List each line in the material below that contains the string "fixture".

**STORED DATA**
◆ ◆ ◆
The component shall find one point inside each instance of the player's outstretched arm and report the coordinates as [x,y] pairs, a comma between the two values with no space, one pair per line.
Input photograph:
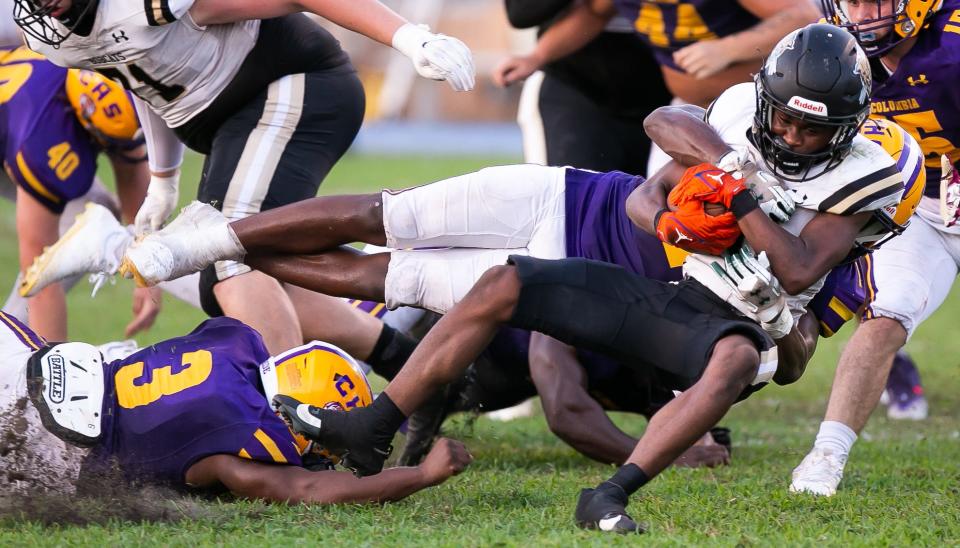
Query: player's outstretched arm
[682,132]
[571,413]
[434,56]
[650,198]
[292,484]
[799,261]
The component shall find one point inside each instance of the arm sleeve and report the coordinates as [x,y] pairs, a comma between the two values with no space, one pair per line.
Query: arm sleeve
[164,150]
[524,14]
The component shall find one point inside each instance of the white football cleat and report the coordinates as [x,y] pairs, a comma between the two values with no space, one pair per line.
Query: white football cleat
[197,238]
[94,244]
[819,473]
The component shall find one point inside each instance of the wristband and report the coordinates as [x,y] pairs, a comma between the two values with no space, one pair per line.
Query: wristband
[656,218]
[742,204]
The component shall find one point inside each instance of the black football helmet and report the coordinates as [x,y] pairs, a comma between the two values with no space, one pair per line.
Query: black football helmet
[817,73]
[33,16]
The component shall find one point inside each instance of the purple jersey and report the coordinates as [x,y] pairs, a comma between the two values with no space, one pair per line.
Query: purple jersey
[598,228]
[45,148]
[848,289]
[178,401]
[668,25]
[921,95]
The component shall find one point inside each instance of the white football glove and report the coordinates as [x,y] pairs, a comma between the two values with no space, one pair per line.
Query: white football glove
[745,282]
[949,192]
[775,200]
[436,56]
[750,274]
[159,203]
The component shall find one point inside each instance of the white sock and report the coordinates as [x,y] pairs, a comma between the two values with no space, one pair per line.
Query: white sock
[835,437]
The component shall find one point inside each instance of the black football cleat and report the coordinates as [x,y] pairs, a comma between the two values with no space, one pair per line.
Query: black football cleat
[598,509]
[341,433]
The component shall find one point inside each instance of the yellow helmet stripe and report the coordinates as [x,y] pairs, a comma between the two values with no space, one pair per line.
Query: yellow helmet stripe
[32,180]
[269,445]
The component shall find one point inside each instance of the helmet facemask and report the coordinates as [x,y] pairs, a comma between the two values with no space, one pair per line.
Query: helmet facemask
[898,24]
[35,19]
[816,74]
[65,383]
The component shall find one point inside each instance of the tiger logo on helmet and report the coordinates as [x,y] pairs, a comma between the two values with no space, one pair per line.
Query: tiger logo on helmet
[904,20]
[319,374]
[104,109]
[901,146]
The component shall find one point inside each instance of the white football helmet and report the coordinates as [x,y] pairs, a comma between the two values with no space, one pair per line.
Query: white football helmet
[65,382]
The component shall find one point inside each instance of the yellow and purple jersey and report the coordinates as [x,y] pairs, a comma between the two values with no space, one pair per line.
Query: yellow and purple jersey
[668,25]
[45,149]
[921,95]
[178,401]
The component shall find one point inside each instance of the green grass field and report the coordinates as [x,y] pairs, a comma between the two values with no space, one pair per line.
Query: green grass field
[902,485]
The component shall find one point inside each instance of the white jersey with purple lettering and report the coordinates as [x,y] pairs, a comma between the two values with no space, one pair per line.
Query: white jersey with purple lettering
[866,180]
[155,50]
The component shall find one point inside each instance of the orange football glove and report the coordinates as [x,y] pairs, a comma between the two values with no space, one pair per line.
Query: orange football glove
[690,228]
[706,183]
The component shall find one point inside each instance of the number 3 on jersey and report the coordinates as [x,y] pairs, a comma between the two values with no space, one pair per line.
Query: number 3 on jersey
[133,390]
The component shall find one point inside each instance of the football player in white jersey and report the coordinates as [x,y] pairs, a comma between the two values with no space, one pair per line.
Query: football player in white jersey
[265,93]
[799,120]
[916,272]
[718,336]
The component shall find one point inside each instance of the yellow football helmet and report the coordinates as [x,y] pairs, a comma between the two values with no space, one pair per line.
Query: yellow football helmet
[319,374]
[104,109]
[905,20]
[893,220]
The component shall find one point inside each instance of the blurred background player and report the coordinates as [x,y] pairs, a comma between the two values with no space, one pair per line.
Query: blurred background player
[585,109]
[208,426]
[54,123]
[272,115]
[702,46]
[915,55]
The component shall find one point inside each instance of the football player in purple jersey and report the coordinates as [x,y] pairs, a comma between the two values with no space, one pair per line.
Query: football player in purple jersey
[914,48]
[263,91]
[717,331]
[54,123]
[192,413]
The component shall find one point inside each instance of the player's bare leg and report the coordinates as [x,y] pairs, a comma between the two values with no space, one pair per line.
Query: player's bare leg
[261,302]
[339,273]
[314,225]
[857,386]
[671,431]
[441,357]
[689,416]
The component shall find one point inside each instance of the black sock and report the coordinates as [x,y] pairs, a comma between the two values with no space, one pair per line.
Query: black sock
[627,480]
[391,352]
[384,418]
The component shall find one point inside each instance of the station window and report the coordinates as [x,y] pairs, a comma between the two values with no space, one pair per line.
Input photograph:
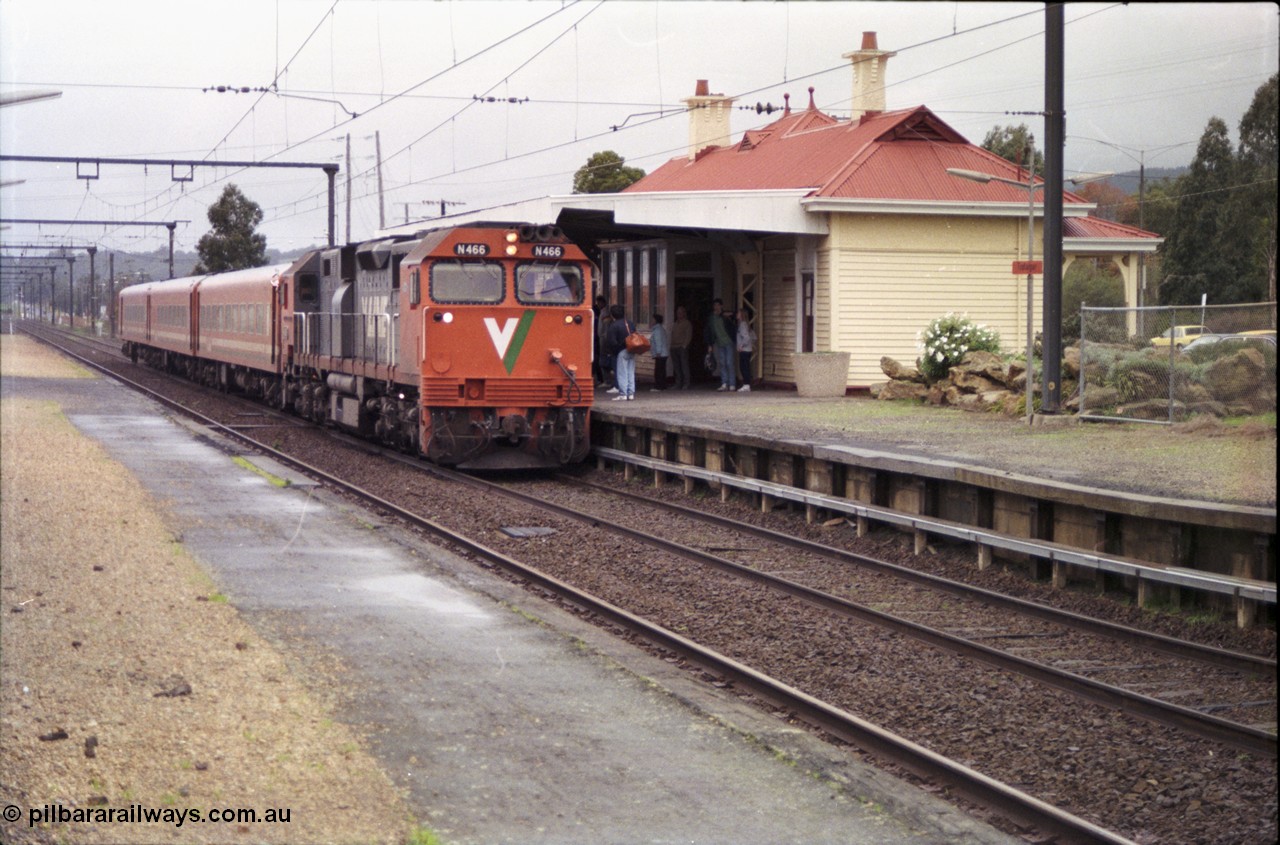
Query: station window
[636,277]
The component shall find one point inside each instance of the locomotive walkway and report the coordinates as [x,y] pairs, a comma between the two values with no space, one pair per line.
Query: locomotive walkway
[525,726]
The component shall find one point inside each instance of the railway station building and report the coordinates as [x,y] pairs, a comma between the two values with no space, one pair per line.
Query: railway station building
[833,234]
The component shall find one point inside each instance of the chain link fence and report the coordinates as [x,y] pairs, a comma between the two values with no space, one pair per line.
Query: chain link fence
[1170,364]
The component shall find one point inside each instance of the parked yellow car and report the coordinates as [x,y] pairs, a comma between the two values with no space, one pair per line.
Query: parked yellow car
[1179,336]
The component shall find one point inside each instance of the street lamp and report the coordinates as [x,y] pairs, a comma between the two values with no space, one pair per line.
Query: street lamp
[1031,185]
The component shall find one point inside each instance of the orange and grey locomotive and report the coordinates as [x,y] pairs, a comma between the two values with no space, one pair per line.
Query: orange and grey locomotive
[469,345]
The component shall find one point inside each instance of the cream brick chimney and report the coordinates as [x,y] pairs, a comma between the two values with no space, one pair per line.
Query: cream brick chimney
[868,76]
[708,119]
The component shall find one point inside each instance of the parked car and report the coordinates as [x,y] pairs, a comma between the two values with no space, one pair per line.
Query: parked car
[1243,338]
[1179,336]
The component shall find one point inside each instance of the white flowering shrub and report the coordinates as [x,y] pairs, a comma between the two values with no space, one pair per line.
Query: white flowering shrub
[946,341]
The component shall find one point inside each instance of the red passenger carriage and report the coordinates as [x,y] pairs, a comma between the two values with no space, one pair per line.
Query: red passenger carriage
[471,346]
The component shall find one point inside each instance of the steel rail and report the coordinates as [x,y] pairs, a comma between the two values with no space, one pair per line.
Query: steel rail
[968,782]
[1253,590]
[1214,656]
[1240,736]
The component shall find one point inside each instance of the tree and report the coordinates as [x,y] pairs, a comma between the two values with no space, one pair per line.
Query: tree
[1257,158]
[604,173]
[1011,142]
[1206,249]
[232,245]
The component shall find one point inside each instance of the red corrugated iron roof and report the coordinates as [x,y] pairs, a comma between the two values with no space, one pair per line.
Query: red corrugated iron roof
[1100,228]
[892,155]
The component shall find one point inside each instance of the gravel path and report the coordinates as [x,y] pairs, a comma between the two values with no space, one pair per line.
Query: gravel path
[115,639]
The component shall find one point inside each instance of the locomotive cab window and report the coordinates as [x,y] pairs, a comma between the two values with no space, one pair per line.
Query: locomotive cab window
[548,284]
[453,281]
[307,289]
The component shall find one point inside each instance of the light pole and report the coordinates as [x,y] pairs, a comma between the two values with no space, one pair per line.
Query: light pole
[1031,185]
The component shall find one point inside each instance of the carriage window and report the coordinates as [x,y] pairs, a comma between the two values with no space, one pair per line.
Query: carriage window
[548,284]
[307,289]
[455,281]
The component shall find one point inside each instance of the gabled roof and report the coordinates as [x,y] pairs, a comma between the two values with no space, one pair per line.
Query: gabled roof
[891,155]
[1100,228]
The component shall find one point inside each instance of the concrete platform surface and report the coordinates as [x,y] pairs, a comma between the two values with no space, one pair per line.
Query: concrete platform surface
[504,718]
[1185,462]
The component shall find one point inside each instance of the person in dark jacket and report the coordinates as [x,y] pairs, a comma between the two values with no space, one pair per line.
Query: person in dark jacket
[721,337]
[616,345]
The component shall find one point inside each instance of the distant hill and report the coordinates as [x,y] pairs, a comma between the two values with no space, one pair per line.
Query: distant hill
[132,268]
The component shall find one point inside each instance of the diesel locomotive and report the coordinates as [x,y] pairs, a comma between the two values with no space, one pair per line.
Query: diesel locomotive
[470,345]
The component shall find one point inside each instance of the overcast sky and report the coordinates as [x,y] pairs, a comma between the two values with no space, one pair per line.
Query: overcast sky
[585,76]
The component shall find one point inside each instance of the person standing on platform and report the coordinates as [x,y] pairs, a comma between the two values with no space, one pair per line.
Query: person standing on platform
[607,359]
[720,337]
[681,336]
[745,347]
[616,345]
[661,351]
[598,310]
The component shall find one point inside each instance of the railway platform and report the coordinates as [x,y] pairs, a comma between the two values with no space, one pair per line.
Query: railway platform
[503,718]
[1171,501]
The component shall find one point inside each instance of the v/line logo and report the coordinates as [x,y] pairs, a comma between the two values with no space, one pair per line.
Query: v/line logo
[510,339]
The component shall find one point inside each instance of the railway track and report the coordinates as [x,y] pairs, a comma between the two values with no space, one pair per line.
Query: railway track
[860,653]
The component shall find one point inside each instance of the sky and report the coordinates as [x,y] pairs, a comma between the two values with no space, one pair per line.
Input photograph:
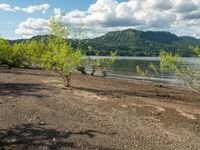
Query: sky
[27,18]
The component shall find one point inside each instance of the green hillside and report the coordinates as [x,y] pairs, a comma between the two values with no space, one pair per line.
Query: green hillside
[135,43]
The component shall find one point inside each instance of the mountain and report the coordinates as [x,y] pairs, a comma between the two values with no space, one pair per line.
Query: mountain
[132,42]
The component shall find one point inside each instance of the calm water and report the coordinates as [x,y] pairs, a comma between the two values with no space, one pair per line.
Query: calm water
[125,68]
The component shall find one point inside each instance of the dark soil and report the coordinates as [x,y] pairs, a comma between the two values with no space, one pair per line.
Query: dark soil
[38,112]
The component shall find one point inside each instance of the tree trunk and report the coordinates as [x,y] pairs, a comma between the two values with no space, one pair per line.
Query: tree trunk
[93,71]
[68,80]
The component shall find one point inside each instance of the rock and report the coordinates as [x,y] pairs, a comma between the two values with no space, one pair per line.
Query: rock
[42,123]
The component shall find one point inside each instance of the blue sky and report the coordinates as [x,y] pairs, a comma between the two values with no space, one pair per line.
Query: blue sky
[27,18]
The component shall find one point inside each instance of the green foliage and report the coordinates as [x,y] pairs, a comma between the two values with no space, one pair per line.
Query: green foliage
[133,43]
[60,55]
[169,62]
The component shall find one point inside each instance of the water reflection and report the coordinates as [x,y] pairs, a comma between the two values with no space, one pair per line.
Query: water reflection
[125,68]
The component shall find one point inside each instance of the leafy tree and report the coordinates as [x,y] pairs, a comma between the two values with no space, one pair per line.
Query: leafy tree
[190,76]
[168,63]
[60,55]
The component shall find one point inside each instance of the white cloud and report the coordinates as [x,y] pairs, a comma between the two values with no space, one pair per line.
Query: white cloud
[32,27]
[179,16]
[36,8]
[6,7]
[30,9]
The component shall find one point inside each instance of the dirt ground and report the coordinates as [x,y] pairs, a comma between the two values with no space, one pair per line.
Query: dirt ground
[38,112]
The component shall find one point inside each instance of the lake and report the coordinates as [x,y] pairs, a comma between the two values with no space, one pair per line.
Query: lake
[125,68]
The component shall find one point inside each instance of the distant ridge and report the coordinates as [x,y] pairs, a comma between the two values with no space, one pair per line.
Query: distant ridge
[133,42]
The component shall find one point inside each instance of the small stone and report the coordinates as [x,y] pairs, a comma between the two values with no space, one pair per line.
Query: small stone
[42,123]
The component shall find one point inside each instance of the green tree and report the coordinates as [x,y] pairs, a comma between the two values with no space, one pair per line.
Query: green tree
[190,76]
[60,55]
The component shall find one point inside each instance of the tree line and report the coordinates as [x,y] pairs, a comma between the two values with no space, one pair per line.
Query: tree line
[54,53]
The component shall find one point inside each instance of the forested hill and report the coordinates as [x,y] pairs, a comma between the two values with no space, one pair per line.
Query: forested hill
[136,43]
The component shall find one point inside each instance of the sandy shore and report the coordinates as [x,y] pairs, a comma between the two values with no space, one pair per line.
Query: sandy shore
[38,112]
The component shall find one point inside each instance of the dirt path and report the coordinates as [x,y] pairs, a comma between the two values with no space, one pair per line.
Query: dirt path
[38,112]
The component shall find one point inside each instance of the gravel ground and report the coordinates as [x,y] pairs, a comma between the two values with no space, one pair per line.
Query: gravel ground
[38,112]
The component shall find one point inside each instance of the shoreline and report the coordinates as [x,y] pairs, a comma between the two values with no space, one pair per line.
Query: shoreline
[38,112]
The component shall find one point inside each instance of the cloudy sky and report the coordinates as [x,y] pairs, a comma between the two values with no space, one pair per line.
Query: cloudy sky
[27,18]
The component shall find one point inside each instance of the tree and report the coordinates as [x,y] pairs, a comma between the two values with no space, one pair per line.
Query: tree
[168,63]
[60,56]
[190,76]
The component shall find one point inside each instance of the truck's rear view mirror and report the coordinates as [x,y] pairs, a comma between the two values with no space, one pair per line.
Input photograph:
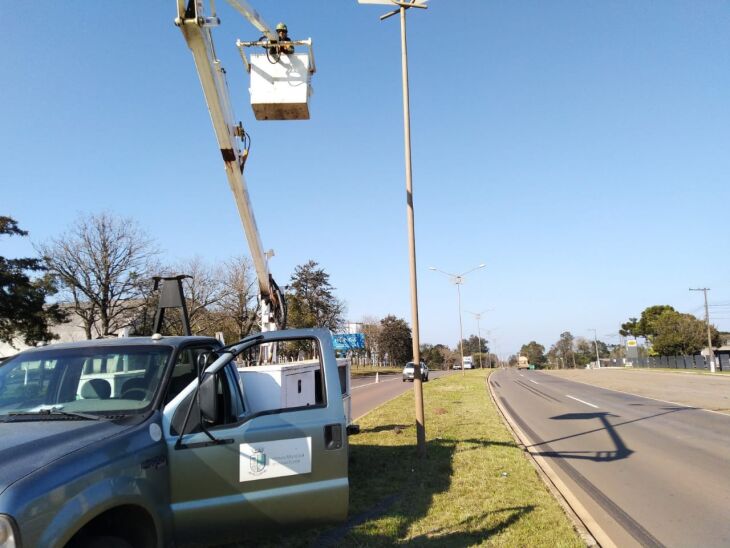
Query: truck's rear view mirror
[209,399]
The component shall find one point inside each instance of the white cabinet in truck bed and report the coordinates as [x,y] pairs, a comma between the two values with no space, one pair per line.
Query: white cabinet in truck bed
[279,386]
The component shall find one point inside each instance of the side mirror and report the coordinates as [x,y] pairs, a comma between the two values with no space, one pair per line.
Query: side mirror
[208,397]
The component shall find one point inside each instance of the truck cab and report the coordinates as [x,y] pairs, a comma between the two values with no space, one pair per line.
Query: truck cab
[155,441]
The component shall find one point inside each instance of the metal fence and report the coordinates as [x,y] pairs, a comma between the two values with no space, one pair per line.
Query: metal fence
[722,362]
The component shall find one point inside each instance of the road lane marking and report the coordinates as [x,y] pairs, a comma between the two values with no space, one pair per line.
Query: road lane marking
[372,383]
[581,401]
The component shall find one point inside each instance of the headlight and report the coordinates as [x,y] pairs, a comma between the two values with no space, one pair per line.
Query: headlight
[8,538]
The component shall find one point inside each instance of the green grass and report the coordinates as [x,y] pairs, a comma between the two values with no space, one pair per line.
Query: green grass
[676,370]
[369,370]
[474,488]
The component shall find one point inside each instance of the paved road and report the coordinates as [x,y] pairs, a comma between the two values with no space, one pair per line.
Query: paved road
[367,394]
[649,472]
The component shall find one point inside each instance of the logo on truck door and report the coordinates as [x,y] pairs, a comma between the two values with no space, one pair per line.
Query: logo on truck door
[275,459]
[258,462]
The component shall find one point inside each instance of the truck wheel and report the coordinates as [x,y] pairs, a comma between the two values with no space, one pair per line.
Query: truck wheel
[106,542]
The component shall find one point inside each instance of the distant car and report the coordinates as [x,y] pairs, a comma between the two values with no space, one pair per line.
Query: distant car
[408,372]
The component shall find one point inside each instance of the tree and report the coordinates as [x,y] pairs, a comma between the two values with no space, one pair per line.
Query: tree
[311,301]
[563,349]
[630,328]
[585,352]
[475,345]
[23,310]
[535,353]
[435,356]
[100,262]
[238,301]
[395,340]
[371,330]
[647,324]
[681,334]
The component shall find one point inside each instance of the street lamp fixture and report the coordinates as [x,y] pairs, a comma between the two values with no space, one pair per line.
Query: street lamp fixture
[458,279]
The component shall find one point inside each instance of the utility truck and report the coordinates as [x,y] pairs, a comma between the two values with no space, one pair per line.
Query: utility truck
[175,440]
[158,441]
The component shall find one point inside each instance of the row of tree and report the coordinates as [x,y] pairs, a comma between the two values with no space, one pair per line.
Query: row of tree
[567,352]
[665,332]
[100,273]
[670,333]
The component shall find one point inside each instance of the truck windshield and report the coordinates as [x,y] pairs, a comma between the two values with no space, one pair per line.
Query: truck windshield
[103,380]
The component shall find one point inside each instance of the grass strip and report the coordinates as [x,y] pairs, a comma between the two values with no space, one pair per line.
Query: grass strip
[474,488]
[369,371]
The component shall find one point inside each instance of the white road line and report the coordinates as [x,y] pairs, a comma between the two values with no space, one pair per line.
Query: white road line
[372,383]
[581,401]
[648,397]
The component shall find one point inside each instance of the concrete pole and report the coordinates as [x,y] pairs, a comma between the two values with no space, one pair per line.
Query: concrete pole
[598,358]
[709,331]
[461,329]
[417,382]
[479,338]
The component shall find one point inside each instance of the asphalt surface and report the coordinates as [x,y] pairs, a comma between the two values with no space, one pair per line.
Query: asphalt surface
[650,473]
[367,394]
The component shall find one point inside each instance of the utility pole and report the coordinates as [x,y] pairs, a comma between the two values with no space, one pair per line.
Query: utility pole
[417,384]
[595,340]
[707,322]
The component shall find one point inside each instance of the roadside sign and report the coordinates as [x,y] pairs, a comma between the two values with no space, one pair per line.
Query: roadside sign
[348,341]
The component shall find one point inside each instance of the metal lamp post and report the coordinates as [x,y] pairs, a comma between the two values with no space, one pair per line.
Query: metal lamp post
[458,279]
[417,382]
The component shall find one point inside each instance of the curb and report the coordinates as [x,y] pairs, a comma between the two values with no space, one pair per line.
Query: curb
[587,527]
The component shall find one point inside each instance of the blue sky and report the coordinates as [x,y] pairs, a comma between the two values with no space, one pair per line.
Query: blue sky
[579,149]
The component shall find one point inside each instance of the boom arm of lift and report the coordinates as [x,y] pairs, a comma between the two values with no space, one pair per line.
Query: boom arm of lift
[196,28]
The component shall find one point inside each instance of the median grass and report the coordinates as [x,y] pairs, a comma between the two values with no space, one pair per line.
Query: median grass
[369,370]
[475,486]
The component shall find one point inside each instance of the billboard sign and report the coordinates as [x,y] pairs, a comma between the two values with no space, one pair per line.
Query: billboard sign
[348,341]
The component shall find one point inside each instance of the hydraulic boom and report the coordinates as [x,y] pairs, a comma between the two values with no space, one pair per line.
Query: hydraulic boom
[196,28]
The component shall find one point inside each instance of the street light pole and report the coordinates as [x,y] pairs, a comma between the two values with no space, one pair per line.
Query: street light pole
[709,332]
[417,381]
[458,279]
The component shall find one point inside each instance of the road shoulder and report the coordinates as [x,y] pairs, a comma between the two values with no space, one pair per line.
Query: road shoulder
[586,526]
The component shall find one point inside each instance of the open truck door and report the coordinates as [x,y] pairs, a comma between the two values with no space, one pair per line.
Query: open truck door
[252,445]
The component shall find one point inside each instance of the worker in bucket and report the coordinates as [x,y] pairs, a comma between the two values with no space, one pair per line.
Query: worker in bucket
[282,36]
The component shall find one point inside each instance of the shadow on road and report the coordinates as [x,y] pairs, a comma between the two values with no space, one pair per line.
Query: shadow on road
[620,450]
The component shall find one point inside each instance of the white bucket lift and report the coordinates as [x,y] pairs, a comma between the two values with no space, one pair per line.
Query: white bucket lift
[280,84]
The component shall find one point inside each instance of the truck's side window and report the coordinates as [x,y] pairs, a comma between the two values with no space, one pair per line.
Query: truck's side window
[185,370]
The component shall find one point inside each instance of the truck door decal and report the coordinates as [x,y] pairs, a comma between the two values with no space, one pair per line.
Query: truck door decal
[274,459]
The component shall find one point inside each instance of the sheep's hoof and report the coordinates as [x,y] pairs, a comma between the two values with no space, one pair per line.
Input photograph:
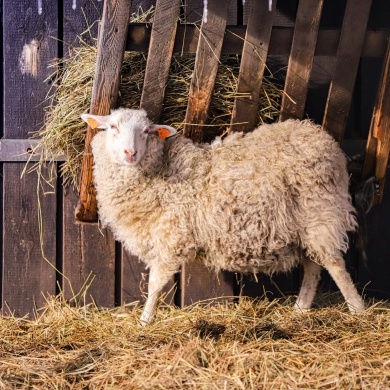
◆ ◆ ◆
**FULL OUTPUT**
The component shall find one point inside each instance of the street lamp fixture and report the coordinates as [x,y] pairs, a comma between the two values with no space, one pair per line.
Query: street lamp fixture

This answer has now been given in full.